→ **Task**: What you should output is the data below, unchanged in every character.

→ **Data supplied**:
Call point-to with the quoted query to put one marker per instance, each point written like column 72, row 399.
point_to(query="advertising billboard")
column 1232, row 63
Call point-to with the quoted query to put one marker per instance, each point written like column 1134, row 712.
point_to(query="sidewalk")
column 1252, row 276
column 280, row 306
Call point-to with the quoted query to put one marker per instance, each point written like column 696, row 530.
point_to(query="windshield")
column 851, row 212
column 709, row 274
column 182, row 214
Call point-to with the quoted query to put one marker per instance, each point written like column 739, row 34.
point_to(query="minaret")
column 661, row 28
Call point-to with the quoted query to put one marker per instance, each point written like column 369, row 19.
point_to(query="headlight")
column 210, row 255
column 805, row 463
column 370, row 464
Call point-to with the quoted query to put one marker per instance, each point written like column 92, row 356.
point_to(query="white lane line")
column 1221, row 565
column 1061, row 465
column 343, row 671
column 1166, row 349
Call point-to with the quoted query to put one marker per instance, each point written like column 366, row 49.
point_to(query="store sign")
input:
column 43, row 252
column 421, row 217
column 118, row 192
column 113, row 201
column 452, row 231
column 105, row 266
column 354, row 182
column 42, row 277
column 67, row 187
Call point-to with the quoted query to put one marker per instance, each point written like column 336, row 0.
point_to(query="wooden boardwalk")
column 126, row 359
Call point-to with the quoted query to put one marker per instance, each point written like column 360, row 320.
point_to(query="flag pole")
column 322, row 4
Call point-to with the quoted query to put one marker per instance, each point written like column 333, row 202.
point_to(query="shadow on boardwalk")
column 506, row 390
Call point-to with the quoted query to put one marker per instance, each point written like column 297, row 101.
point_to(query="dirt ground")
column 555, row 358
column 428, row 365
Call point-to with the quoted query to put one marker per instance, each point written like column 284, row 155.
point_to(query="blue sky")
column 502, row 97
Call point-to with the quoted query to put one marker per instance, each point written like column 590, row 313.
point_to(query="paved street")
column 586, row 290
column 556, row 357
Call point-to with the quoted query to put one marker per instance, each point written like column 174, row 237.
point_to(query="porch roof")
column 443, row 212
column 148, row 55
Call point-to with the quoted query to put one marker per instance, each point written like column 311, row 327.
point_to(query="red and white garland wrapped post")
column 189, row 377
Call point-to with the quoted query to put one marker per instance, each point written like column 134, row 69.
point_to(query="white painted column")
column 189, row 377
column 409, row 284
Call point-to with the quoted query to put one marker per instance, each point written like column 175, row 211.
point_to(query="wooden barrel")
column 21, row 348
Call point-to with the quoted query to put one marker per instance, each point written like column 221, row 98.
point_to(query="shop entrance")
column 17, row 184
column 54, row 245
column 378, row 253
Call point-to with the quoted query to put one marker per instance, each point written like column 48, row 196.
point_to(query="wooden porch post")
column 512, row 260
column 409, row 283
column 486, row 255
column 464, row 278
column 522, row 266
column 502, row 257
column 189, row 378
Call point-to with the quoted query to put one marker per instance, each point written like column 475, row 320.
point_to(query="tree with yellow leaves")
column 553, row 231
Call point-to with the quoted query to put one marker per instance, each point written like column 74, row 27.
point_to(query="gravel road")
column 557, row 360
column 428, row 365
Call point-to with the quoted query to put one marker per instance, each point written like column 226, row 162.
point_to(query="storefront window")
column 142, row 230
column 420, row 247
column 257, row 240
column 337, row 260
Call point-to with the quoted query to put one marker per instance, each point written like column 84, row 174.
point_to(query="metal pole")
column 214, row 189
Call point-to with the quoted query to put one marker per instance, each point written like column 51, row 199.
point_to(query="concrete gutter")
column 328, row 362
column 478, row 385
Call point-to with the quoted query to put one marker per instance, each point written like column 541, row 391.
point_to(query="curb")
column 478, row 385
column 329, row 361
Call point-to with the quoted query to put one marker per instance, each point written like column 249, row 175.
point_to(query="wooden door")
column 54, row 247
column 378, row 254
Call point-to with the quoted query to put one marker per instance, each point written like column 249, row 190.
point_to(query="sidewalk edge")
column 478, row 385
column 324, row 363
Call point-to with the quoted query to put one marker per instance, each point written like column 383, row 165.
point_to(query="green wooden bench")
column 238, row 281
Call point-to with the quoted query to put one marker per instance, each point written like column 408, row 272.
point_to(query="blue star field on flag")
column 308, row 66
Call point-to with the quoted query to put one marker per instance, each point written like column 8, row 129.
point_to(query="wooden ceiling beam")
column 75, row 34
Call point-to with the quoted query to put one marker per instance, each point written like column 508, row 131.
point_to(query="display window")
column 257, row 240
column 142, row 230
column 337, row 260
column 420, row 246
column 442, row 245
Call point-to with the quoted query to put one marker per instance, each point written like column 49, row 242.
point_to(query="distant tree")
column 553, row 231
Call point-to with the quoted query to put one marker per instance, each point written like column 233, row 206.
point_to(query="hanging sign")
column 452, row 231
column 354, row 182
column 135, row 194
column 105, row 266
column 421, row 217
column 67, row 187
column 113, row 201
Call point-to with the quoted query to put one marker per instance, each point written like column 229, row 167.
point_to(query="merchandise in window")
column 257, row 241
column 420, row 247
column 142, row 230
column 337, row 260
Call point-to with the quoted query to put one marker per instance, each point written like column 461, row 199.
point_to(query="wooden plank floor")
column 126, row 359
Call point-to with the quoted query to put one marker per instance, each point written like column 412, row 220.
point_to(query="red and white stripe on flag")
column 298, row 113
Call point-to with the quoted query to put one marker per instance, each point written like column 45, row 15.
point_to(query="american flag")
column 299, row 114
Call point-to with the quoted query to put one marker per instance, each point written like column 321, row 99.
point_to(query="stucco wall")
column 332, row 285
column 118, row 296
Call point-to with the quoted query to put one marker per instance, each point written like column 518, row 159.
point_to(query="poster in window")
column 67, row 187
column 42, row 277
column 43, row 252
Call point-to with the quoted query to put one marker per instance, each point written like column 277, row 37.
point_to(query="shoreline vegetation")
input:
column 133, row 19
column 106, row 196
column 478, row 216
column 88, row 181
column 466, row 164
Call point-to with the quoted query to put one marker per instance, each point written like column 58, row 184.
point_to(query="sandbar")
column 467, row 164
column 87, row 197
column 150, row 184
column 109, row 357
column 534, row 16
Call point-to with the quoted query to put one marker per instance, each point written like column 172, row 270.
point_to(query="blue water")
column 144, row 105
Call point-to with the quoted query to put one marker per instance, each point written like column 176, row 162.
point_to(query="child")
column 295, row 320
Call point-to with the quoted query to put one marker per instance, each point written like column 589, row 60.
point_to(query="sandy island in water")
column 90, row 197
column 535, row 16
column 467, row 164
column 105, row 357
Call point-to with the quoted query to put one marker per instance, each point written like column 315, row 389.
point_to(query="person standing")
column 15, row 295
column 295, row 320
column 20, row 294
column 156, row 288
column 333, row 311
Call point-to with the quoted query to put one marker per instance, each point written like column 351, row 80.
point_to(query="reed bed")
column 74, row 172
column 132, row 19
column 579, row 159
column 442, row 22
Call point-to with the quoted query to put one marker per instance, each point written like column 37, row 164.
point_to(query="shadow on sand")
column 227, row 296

→ **Response box**:
Call point-to with the quoted query to put one marker per instance, each point written like column 72, row 399.
point_to(query="advertising billboard")
column 1232, row 63
Call point-to with the quoted query to put one marker per instance, each point written like column 1134, row 712.
point_to(query="sidewalk")
column 1252, row 276
column 280, row 306
Call point-to with the quoted query to put one marker per instance, each point written like column 696, row 530.
point_to(query="windshield")
column 851, row 212
column 709, row 274
column 182, row 214
Call point-to with the quoted query to put one marker per instance, each point written like column 739, row 34.
point_to(query="minaret")
column 661, row 28
Call point-to with the quoted query to put one marker per instance, each point written like column 369, row 19.
point_to(query="headlight")
column 210, row 255
column 805, row 463
column 370, row 464
Call point-to with the quoted query to put one marker per instance, each point written like column 92, row 356.
point_to(query="white lane line")
column 1221, row 565
column 1061, row 465
column 343, row 671
column 1166, row 349
Call point-to with the quoted query to put one marker per instance, each point written like column 366, row 49.
point_to(query="store sign")
input:
column 43, row 252
column 421, row 217
column 118, row 192
column 113, row 201
column 452, row 231
column 105, row 266
column 354, row 182
column 42, row 277
column 67, row 187
Call point-to with the quoted query to put one marker per instance, each point written like column 336, row 0.
point_to(query="wooden boardwalk")
column 126, row 359
Call point-to with the quoted query to put one marker per instance, each point written like column 360, row 320.
point_to(query="flag pole")
column 322, row 4
Call point-to with the quoted query to put one marker per instance, each point written like column 333, row 202.
point_to(query="shadow on boardwalk")
column 506, row 390
Call point-to with the quoted query to put one marker per instance, each point written like column 297, row 101.
point_to(query="dirt ground")
column 555, row 358
column 428, row 365
Call point-to with the quoted query to put one marker per instance, each point written like column 284, row 155.
point_to(query="blue sky")
column 502, row 97
Call point-to with the quoted query to put one marker per instance, each point written like column 590, row 313.
point_to(query="paved street")
column 586, row 290
column 556, row 357
Call point-to with the quoted query to put one marker per instance, each point written like column 174, row 237.
point_to(query="porch roof")
column 443, row 212
column 148, row 55
Call point-to with the quoted query to put one marker per instance, each point written like column 311, row 327.
point_to(query="red and white garland wrapped post")
column 189, row 377
Call point-to with the quoted query to put one marker per instance, each point written like column 134, row 69.
point_to(query="white painted column")
column 189, row 377
column 409, row 284
Call point-to with the quoted query to put one marker per instance, each point written like column 175, row 211.
point_to(query="wooden barrel")
column 21, row 348
Call point-to with the quoted query to put one marker per instance, each point written like column 221, row 98.
point_to(query="shop entrance")
column 17, row 184
column 54, row 245
column 378, row 253
Call point-to with the quoted query to put one marker per instance, each point written like column 48, row 196.
point_to(query="wooden porch post")
column 512, row 260
column 409, row 283
column 486, row 255
column 464, row 278
column 522, row 266
column 502, row 257
column 189, row 378
Call point-to with the quoted query to put one marker per instance, each point written like column 475, row 320.
point_to(query="tree with yellow leaves")
column 553, row 231
Call point-to with the quoted query to put one marker per instance, each point written like column 74, row 27.
point_to(query="gravel road")
column 557, row 360
column 428, row 365
Call point-to with the quoted query to put one marker per instance, each point written like column 226, row 162.
point_to(query="storefront window")
column 142, row 230
column 420, row 247
column 257, row 240
column 337, row 260
Call point-to with the quoted query to put one marker per instance, each point written like column 84, row 174.
point_to(query="metal pole")
column 214, row 189
Call point-to with the quoted query to put one marker per instance, each point written like column 51, row 199.
point_to(query="concrete gutter")
column 328, row 362
column 478, row 385
Call point-to with the quoted query to put one marker per instance, each point written like column 541, row 391.
point_to(query="curb")
column 478, row 385
column 329, row 361
Call point-to with the quoted query to put one marker per instance, each point written like column 249, row 175.
point_to(query="wooden door")
column 54, row 247
column 378, row 254
Call point-to with the quoted query to put one marker per instance, each point written like column 249, row 190.
point_to(query="sidewalk edge")
column 478, row 385
column 324, row 363
Call point-to with the quoted query to put one marker per instance, each point written like column 383, row 165.
point_to(query="green wooden bench")
column 238, row 281
Call point-to with the quoted query to put one marker per instance, each point written like column 408, row 272.
point_to(query="blue star field on flag")
column 308, row 66
Call point-to with the quoted query to put one marker per instance, each point written like column 8, row 129.
point_to(query="wooden ceiling beam")
column 75, row 34
Call point-to with the quoted query to put one marker per instance, each point written like column 508, row 131.
point_to(query="display window")
column 257, row 240
column 142, row 230
column 337, row 260
column 420, row 246
column 442, row 245
Call point-to with the quoted query to put one marker per instance, each point written like column 49, row 242.
point_to(query="distant tree")
column 553, row 231
Call point-to with the quoted query to put one marker per instance, each point written like column 233, row 206.
point_to(query="hanging sign")
column 452, row 231
column 354, row 182
column 135, row 194
column 105, row 266
column 421, row 217
column 67, row 187
column 113, row 201
Call point-to with the quoted query to put one marker per instance, each point written like column 229, row 167.
point_to(query="merchandise in window")
column 257, row 241
column 420, row 247
column 142, row 230
column 337, row 260
Call point-to with the quoted query to put one marker per instance, each point written like column 461, row 199.
point_to(query="wooden plank floor")
column 126, row 359
Call point-to with the quoted query to put one marker per instance, each point written like column 412, row 220.
point_to(query="red and white stripe on flag")
column 298, row 113
Call point-to with the quoted query to put one marker per instance, each point written like column 45, row 15.
point_to(query="american flag")
column 299, row 114
Call point-to with the quoted query to put one marker per instance, each point written like column 321, row 99.
point_to(query="stucco wall")
column 332, row 285
column 118, row 296
Call point-to with the quoted query to put one marker per instance, each point written like column 518, row 159.
point_to(query="poster in window")
column 67, row 187
column 42, row 277
column 43, row 252
Call point-to with the quoted query to put one marker per instance, each point written like column 277, row 37.
point_to(query="shoreline vegetation")
input:
column 133, row 19
column 106, row 196
column 478, row 216
column 88, row 181
column 466, row 164
Call point-to with the quoted query to put one marker per instance, each point written like column 58, row 184.
point_to(query="sandbar")
column 467, row 164
column 87, row 197
column 150, row 184
column 109, row 357
column 534, row 16
Call point-to with the quoted query to put one marker per instance, each point written like column 172, row 270.
point_to(query="blue water")
column 144, row 105
Call point-to with the quoted query to put one marker per instance, each point written like column 176, row 162.
point_to(query="child")
column 295, row 320
Call point-to with the quoted query to put one marker per instance, each point written like column 589, row 60.
point_to(query="sandy island in water")
column 90, row 197
column 535, row 16
column 467, row 164
column 105, row 357
Call point-to with the quoted query to put one marker per instance, each point written like column 315, row 389.
point_to(query="person standing")
column 15, row 295
column 295, row 320
column 20, row 294
column 156, row 288
column 333, row 311
Call point-to with the quoted query to put one marker per instance, each point written like column 351, row 80.
point_to(query="reed bed")
column 74, row 172
column 132, row 19
column 579, row 159
column 442, row 22
Call point-to with the quoted query to put one marker per instance, each point written like column 37, row 164.
point_to(query="shadow on sand")
column 227, row 296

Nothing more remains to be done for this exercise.